***** Selected excerpt *****
For persons with disabilities, finding stylish, comfortable and durable clothing can be a frustrating challenge. Many settle for whatever clothes they can rig to fit. Childhood friends Kurt Rieback and Tom Pirruccello met up as adults and started a business, Professional Fit, to help improve clothing options for the disabled.

Following up after a chance sighting of each other on the freeway 15 years ago, the Studio City natives combined their expertise to create Professional Fit, a Burbank-based company that fills the special clothing needs of residents of nursing homes, developmental centers and other care facilities in nearly 30 states. They recently expanded to www.professional fit.com. Rieback, a former swimwear salesman at the California Mart, and Pirruccello, a former administrative assistant at a nursing home, manufacture most of their customized men’s and women’s casual attire and adapt some ready-made clothing to meet the special sizes and needs of clients. Their extensive lineup includes $50 wheelchair capes, $27 elastic-waist cargo pants, $19 Henley shirts and oversized socks that fit over leg casts. The company recently created $15 to $20 bib-like clothing protectors that look like a vest, button-down shirt, or T-shirt, but slip on easily to prevent food stains.
***** Recorded information *****
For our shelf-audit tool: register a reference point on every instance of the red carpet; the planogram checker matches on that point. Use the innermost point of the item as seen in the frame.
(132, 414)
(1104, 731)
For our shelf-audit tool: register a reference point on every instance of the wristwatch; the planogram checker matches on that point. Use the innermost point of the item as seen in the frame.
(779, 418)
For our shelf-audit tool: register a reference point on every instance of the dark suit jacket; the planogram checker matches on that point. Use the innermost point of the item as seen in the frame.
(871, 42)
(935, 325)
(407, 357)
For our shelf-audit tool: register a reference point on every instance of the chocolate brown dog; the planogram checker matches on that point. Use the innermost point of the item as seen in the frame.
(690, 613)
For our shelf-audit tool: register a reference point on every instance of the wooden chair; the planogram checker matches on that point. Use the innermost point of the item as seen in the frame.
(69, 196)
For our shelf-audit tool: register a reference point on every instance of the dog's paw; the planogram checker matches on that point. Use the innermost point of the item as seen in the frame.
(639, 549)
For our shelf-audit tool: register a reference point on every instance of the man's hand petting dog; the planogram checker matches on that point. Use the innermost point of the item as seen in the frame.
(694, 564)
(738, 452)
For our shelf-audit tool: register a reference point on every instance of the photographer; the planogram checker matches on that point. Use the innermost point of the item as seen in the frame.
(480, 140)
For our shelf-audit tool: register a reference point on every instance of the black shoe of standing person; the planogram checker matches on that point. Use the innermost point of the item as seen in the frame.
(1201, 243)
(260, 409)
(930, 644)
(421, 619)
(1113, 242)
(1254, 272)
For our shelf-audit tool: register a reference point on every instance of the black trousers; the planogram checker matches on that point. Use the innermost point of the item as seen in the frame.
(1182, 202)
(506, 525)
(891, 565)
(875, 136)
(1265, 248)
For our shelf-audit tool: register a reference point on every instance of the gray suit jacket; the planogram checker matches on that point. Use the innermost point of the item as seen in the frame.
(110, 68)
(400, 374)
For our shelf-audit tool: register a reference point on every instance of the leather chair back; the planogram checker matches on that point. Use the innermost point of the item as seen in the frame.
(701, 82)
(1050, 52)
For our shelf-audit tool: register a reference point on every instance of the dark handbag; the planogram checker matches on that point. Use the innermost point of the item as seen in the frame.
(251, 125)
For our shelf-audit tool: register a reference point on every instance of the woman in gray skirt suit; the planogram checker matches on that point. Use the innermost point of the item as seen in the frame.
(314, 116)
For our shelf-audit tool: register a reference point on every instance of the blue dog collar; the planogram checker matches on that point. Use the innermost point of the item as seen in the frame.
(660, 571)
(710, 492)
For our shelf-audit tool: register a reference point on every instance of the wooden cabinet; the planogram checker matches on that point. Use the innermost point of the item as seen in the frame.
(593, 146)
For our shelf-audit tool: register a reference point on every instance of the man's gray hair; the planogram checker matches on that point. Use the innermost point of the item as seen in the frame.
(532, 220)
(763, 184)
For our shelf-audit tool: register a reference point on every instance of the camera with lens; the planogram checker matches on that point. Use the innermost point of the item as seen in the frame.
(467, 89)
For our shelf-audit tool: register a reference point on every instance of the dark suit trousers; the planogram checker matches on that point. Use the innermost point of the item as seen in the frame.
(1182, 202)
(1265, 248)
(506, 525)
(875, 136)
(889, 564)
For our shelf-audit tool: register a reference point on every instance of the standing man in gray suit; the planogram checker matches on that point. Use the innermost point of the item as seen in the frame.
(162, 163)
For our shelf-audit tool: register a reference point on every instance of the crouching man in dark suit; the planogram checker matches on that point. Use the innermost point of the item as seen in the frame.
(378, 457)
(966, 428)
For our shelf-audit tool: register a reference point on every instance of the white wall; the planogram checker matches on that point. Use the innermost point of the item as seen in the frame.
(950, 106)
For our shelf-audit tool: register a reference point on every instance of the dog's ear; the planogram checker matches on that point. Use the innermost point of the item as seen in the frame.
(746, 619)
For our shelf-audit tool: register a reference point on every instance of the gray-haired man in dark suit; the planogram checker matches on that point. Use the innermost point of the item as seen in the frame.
*****
■ Problem requirements ■
In the passage about Professional Fit, what city is the company based in?

■ Solution for this task ■
Burbank